» Task prompt:
Find each line in the records below that contains the string "canyon" and copy those lines.

» Provided information:
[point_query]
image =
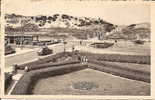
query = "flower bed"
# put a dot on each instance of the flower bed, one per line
(121, 71)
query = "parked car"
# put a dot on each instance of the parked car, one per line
(44, 51)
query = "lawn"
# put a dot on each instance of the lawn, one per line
(105, 84)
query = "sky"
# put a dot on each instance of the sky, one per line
(116, 13)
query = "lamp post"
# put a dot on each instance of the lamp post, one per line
(64, 42)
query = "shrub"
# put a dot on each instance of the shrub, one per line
(102, 45)
(122, 71)
(52, 58)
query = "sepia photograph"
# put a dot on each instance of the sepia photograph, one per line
(57, 48)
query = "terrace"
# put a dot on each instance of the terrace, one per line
(101, 74)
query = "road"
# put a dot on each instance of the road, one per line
(32, 55)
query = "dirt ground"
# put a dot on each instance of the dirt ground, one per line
(107, 84)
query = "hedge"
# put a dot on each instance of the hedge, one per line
(48, 59)
(121, 71)
(28, 80)
(139, 59)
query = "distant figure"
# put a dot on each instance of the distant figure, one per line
(73, 48)
(14, 69)
(80, 42)
(26, 69)
(115, 41)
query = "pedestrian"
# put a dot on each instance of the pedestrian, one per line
(26, 69)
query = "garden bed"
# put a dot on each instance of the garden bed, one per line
(102, 45)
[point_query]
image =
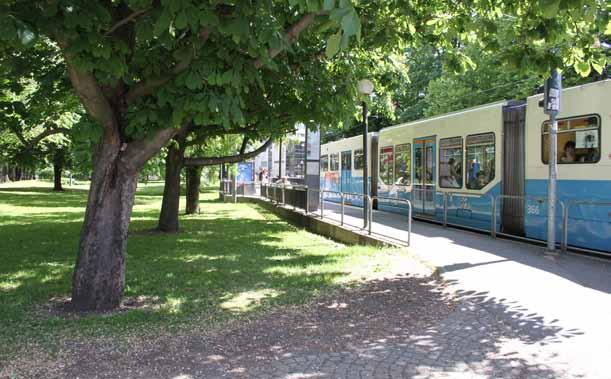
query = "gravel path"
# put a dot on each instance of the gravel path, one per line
(399, 327)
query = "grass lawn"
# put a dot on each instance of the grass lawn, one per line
(227, 264)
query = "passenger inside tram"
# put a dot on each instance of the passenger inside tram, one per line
(569, 155)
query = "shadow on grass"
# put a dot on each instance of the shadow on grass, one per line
(228, 261)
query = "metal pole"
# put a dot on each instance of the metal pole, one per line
(445, 210)
(370, 214)
(551, 106)
(365, 165)
(342, 197)
(234, 189)
(493, 226)
(409, 223)
(322, 203)
(551, 192)
(280, 159)
(565, 227)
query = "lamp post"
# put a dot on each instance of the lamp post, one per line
(365, 88)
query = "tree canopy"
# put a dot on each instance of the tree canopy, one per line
(145, 69)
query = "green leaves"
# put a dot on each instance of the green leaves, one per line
(583, 68)
(333, 44)
(549, 8)
(349, 24)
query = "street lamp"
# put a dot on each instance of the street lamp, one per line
(365, 87)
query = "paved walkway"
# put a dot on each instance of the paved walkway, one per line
(520, 314)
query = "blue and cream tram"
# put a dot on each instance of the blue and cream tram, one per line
(463, 166)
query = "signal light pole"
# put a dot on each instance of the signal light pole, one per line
(551, 107)
(365, 88)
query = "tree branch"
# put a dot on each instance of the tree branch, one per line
(210, 161)
(89, 91)
(127, 19)
(146, 87)
(137, 153)
(244, 144)
(49, 132)
(291, 35)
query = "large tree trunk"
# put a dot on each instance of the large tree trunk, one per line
(57, 177)
(168, 217)
(193, 183)
(99, 275)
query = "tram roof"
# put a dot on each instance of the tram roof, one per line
(500, 103)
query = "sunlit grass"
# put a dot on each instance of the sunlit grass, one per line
(230, 261)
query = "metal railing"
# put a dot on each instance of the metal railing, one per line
(368, 201)
(409, 214)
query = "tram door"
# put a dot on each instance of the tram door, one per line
(346, 173)
(424, 176)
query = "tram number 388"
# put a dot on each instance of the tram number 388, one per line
(533, 209)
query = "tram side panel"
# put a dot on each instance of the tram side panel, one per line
(584, 167)
(341, 170)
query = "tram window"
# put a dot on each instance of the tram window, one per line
(386, 165)
(450, 162)
(334, 162)
(359, 159)
(578, 140)
(481, 150)
(346, 160)
(403, 164)
(324, 163)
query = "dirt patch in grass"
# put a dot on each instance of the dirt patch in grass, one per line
(61, 307)
(379, 312)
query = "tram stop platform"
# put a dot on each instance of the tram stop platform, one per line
(551, 309)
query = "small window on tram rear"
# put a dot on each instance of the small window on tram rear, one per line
(359, 159)
(481, 160)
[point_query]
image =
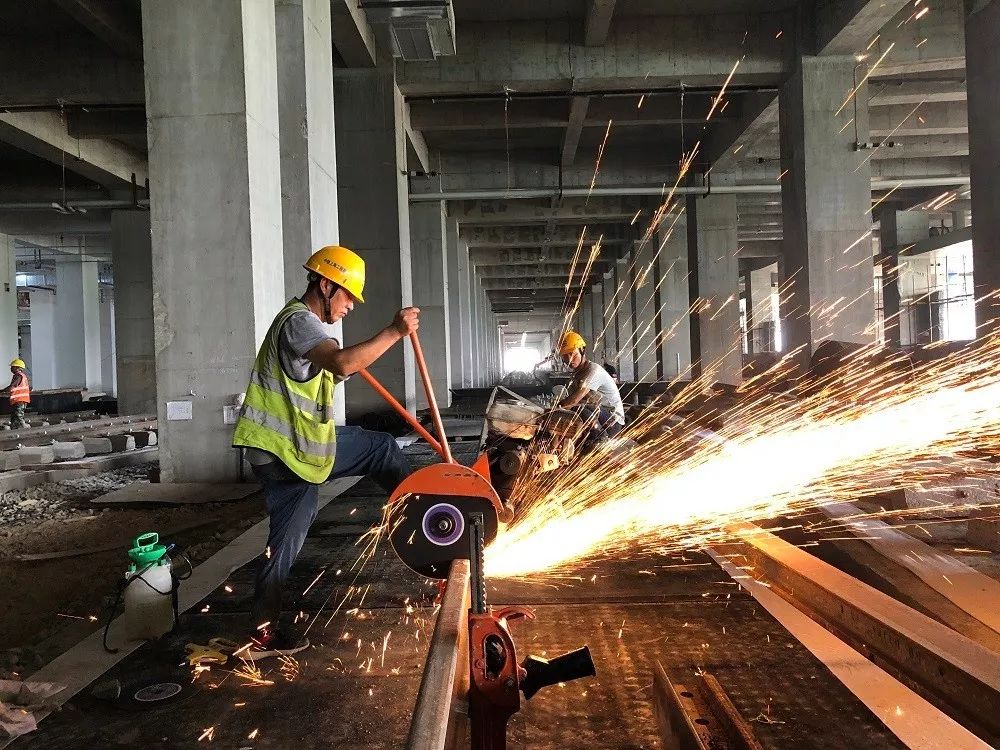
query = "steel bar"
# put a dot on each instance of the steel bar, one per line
(440, 716)
(944, 666)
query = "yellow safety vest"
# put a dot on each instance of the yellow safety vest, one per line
(280, 415)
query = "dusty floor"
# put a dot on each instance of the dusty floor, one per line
(49, 605)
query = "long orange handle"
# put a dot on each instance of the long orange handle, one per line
(391, 400)
(431, 401)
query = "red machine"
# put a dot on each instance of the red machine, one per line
(446, 512)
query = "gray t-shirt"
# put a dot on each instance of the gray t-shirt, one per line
(595, 378)
(300, 334)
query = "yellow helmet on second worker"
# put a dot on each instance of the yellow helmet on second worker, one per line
(341, 266)
(570, 341)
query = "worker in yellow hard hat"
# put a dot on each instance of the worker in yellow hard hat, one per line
(592, 391)
(286, 423)
(19, 393)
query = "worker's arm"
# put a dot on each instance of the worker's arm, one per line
(347, 361)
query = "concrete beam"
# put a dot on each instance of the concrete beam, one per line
(569, 211)
(111, 22)
(574, 128)
(598, 22)
(353, 37)
(845, 27)
(44, 134)
(70, 71)
(648, 53)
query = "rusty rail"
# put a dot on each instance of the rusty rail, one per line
(440, 716)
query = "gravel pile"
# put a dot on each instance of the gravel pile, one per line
(61, 500)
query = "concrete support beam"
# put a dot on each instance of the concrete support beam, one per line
(826, 196)
(431, 293)
(44, 134)
(78, 329)
(982, 33)
(374, 215)
(713, 286)
(309, 216)
(113, 23)
(352, 36)
(218, 272)
(574, 128)
(132, 254)
(649, 53)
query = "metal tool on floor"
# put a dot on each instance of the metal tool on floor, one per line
(447, 512)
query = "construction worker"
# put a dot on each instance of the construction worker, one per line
(592, 392)
(19, 392)
(286, 423)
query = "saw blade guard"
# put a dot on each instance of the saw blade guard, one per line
(429, 516)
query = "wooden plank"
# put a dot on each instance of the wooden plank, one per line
(967, 588)
(443, 694)
(915, 721)
(946, 666)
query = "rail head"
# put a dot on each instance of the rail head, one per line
(437, 722)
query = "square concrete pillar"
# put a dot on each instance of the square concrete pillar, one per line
(674, 333)
(624, 316)
(132, 255)
(428, 232)
(825, 201)
(309, 217)
(78, 329)
(375, 220)
(982, 64)
(218, 270)
(644, 273)
(713, 281)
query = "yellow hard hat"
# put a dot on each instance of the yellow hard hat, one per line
(341, 266)
(570, 341)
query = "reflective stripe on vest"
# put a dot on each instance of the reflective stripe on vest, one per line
(21, 393)
(292, 420)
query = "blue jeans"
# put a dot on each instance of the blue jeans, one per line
(292, 505)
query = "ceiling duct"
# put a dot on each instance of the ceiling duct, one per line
(418, 30)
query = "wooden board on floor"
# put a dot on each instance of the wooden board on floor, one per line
(177, 493)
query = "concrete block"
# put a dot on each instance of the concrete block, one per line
(69, 450)
(10, 460)
(984, 529)
(122, 442)
(96, 446)
(36, 454)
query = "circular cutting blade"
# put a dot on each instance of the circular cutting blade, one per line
(429, 520)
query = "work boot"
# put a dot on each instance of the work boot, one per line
(273, 642)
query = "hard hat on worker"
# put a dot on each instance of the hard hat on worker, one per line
(343, 267)
(571, 341)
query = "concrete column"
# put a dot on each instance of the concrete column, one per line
(897, 229)
(431, 292)
(713, 280)
(644, 296)
(456, 311)
(108, 345)
(825, 197)
(218, 270)
(308, 146)
(132, 256)
(78, 328)
(609, 321)
(674, 333)
(624, 317)
(982, 39)
(374, 217)
(43, 339)
(8, 300)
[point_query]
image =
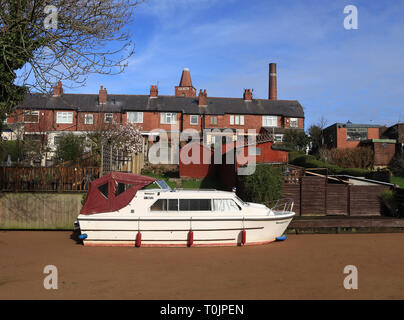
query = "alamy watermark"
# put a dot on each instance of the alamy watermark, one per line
(51, 20)
(351, 280)
(229, 147)
(351, 20)
(51, 280)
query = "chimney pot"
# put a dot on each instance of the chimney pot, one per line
(203, 98)
(102, 96)
(247, 95)
(153, 91)
(58, 89)
(272, 92)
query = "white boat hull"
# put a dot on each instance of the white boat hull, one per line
(104, 230)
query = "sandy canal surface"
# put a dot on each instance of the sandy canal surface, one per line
(302, 267)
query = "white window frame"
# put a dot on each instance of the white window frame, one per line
(108, 114)
(26, 113)
(295, 122)
(269, 121)
(195, 116)
(88, 116)
(278, 137)
(64, 117)
(134, 117)
(168, 118)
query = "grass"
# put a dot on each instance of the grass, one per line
(398, 180)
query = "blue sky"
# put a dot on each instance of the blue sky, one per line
(339, 74)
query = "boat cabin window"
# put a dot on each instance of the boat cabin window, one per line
(195, 205)
(104, 189)
(121, 188)
(165, 205)
(225, 205)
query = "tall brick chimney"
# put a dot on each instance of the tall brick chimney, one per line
(102, 96)
(247, 95)
(185, 89)
(272, 92)
(153, 92)
(203, 98)
(58, 89)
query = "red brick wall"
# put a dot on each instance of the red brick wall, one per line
(196, 170)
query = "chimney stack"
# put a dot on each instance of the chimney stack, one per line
(102, 96)
(153, 92)
(203, 98)
(58, 89)
(247, 95)
(272, 93)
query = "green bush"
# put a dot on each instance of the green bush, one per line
(397, 166)
(264, 186)
(389, 199)
(294, 154)
(14, 148)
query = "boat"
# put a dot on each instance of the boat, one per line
(124, 209)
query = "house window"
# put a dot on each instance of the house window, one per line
(236, 120)
(168, 118)
(31, 117)
(293, 123)
(193, 119)
(135, 117)
(356, 134)
(64, 117)
(108, 117)
(269, 121)
(278, 138)
(254, 152)
(88, 119)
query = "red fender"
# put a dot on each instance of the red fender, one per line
(190, 238)
(138, 239)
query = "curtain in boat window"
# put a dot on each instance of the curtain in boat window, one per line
(225, 205)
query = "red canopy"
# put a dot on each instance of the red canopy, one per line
(113, 192)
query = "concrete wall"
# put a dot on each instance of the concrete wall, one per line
(39, 210)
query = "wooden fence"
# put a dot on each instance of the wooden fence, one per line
(314, 196)
(52, 179)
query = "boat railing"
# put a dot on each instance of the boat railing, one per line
(283, 205)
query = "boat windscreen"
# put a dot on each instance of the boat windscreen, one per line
(163, 185)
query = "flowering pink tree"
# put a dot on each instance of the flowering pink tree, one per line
(124, 138)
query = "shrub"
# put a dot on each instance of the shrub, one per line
(296, 139)
(263, 186)
(14, 148)
(360, 157)
(397, 165)
(389, 200)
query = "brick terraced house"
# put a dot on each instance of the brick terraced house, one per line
(52, 115)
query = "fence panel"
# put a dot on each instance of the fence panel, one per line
(313, 201)
(337, 199)
(51, 179)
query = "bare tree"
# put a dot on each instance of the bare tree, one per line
(44, 41)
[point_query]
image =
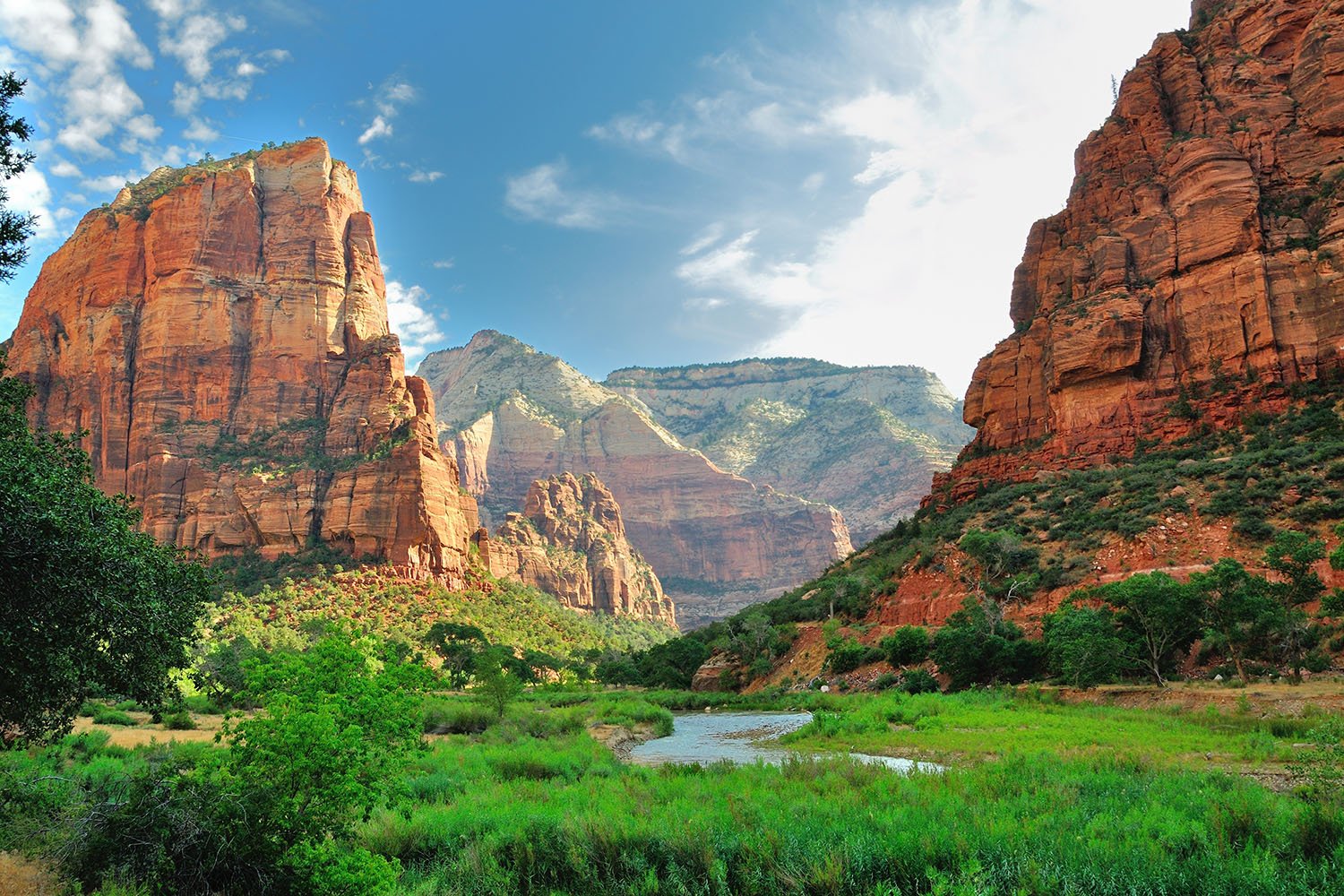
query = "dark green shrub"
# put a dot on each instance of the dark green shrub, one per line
(906, 646)
(108, 716)
(179, 721)
(918, 681)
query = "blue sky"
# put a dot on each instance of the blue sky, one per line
(617, 183)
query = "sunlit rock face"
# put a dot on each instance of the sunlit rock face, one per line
(717, 540)
(863, 440)
(569, 540)
(220, 332)
(1201, 252)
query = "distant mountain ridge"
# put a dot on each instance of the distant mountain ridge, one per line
(513, 416)
(865, 440)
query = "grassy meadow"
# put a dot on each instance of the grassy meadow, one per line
(1039, 797)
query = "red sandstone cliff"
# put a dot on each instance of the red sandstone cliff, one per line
(222, 333)
(715, 538)
(570, 541)
(1201, 254)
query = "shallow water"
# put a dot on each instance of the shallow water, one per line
(741, 737)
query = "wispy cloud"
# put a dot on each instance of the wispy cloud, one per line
(965, 132)
(409, 317)
(80, 56)
(543, 194)
(195, 35)
(389, 99)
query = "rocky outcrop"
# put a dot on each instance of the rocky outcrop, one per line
(1198, 260)
(570, 541)
(715, 538)
(220, 332)
(863, 440)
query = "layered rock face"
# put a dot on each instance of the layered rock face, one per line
(717, 540)
(222, 333)
(866, 441)
(570, 541)
(1199, 255)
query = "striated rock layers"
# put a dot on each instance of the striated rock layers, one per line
(865, 440)
(570, 541)
(220, 332)
(1201, 257)
(717, 540)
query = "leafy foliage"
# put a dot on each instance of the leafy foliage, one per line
(89, 600)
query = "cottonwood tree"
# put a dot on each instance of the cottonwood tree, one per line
(88, 600)
(1160, 616)
(1238, 608)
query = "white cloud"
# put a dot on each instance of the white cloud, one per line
(77, 53)
(969, 131)
(413, 322)
(542, 195)
(201, 131)
(389, 99)
(195, 37)
(29, 193)
(378, 129)
(64, 168)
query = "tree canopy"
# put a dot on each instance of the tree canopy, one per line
(88, 600)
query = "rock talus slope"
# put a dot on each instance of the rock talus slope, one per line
(1201, 253)
(717, 540)
(220, 332)
(570, 541)
(865, 440)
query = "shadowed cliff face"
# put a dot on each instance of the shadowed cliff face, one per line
(570, 541)
(865, 440)
(1201, 253)
(717, 540)
(222, 335)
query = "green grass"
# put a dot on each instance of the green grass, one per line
(1039, 798)
(542, 817)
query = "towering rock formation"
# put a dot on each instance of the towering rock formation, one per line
(865, 440)
(220, 332)
(1199, 257)
(717, 540)
(570, 541)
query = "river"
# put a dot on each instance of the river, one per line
(742, 737)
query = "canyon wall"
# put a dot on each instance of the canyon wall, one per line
(220, 332)
(569, 540)
(863, 440)
(717, 540)
(1199, 255)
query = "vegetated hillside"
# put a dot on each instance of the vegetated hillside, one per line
(220, 332)
(865, 440)
(373, 602)
(717, 540)
(1171, 397)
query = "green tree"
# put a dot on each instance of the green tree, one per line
(1002, 565)
(906, 646)
(15, 228)
(978, 646)
(460, 646)
(1293, 555)
(1238, 608)
(1083, 645)
(89, 602)
(496, 686)
(1160, 616)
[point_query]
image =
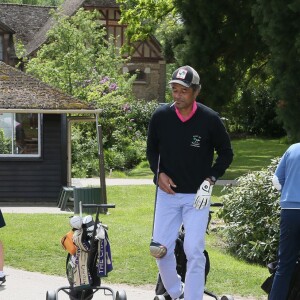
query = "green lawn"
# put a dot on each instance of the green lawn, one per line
(32, 242)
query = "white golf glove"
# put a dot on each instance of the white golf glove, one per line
(202, 198)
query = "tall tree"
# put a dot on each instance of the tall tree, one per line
(223, 43)
(80, 60)
(279, 24)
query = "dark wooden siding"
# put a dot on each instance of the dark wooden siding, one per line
(37, 180)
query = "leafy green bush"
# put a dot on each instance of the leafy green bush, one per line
(254, 113)
(251, 214)
(124, 127)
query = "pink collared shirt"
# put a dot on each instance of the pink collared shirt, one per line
(184, 119)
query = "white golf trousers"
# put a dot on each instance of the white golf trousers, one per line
(171, 212)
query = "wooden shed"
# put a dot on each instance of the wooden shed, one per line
(34, 137)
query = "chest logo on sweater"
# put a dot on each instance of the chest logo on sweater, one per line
(196, 141)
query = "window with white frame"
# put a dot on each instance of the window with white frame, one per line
(20, 135)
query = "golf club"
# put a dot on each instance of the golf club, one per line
(156, 249)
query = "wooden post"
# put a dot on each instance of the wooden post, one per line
(101, 165)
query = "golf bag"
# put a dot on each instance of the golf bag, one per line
(181, 262)
(294, 290)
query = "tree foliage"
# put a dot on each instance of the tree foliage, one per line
(79, 59)
(279, 26)
(251, 215)
(231, 43)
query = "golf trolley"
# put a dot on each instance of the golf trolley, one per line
(91, 232)
(181, 261)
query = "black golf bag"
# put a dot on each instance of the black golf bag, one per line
(294, 290)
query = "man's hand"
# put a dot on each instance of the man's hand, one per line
(165, 183)
(202, 198)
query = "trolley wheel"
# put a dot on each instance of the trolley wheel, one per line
(51, 295)
(121, 295)
(227, 297)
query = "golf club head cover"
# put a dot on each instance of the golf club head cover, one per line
(157, 250)
(202, 198)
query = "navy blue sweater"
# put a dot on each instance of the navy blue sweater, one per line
(187, 148)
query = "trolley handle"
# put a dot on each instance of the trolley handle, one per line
(99, 205)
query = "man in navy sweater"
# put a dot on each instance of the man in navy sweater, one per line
(182, 139)
(287, 180)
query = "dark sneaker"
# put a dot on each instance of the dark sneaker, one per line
(182, 295)
(2, 280)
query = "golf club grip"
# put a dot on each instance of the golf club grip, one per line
(216, 204)
(99, 205)
(156, 190)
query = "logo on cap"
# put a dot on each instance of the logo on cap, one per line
(181, 74)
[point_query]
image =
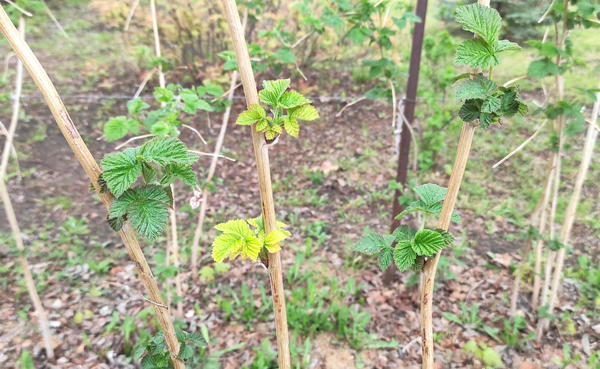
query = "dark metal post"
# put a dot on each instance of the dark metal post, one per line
(409, 114)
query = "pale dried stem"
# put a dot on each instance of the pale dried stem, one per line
(93, 171)
(132, 8)
(21, 10)
(261, 152)
(55, 21)
(10, 212)
(132, 139)
(521, 146)
(339, 113)
(172, 243)
(195, 132)
(161, 75)
(430, 266)
(539, 216)
(147, 78)
(13, 151)
(569, 217)
(175, 244)
(429, 269)
(14, 119)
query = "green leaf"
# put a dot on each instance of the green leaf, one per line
(385, 258)
(505, 45)
(166, 150)
(427, 242)
(478, 88)
(273, 90)
(485, 119)
(237, 238)
(470, 110)
(371, 243)
(163, 95)
(285, 55)
(436, 209)
(136, 106)
(403, 234)
(115, 223)
(448, 238)
(253, 115)
(404, 256)
(116, 128)
(292, 99)
(542, 68)
(491, 105)
(481, 20)
(146, 209)
(149, 173)
(181, 171)
(430, 193)
(120, 206)
(304, 112)
(291, 126)
(120, 170)
(161, 129)
(186, 351)
(476, 54)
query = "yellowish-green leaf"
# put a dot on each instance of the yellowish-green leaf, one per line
(291, 126)
(304, 112)
(253, 115)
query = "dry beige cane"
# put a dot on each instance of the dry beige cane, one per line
(428, 275)
(172, 241)
(83, 155)
(261, 152)
(569, 218)
(42, 317)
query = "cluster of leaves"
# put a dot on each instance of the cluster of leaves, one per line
(483, 99)
(239, 238)
(155, 355)
(286, 107)
(487, 102)
(159, 162)
(412, 246)
(173, 101)
(439, 72)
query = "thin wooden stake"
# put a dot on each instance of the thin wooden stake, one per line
(10, 212)
(261, 152)
(161, 75)
(132, 8)
(91, 168)
(172, 242)
(539, 245)
(14, 119)
(429, 268)
(569, 218)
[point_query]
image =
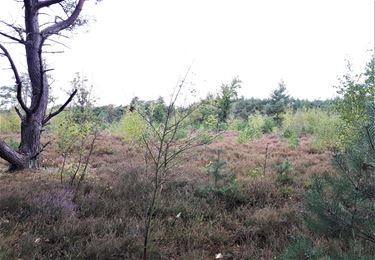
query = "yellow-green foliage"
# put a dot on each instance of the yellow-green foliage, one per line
(9, 122)
(253, 130)
(70, 128)
(131, 127)
(321, 124)
(210, 122)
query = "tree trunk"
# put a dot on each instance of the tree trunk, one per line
(34, 116)
(32, 122)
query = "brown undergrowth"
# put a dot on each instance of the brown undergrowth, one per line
(40, 218)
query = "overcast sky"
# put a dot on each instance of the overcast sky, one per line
(141, 48)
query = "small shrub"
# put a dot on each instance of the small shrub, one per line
(132, 127)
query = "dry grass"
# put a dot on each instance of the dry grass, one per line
(105, 219)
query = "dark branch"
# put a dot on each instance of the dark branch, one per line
(18, 112)
(50, 116)
(18, 79)
(12, 38)
(47, 3)
(11, 156)
(59, 26)
(40, 151)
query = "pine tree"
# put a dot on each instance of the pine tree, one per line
(342, 206)
(278, 102)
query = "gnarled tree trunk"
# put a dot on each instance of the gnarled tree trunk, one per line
(33, 117)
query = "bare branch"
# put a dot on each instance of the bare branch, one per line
(18, 29)
(12, 38)
(47, 3)
(57, 27)
(18, 112)
(50, 116)
(18, 79)
(11, 156)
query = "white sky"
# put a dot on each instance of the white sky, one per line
(141, 48)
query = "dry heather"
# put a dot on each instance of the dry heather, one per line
(41, 218)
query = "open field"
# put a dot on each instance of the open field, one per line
(43, 218)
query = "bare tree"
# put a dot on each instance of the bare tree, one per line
(34, 35)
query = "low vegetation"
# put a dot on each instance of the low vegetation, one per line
(222, 178)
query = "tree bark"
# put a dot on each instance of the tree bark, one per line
(34, 116)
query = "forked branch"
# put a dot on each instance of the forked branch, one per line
(59, 26)
(50, 116)
(17, 77)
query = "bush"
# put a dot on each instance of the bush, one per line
(322, 125)
(132, 127)
(257, 125)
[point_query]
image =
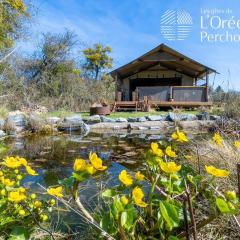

» Task solution:
query = "canyon wall"
# put a dot on each instance of the canyon wall, one per line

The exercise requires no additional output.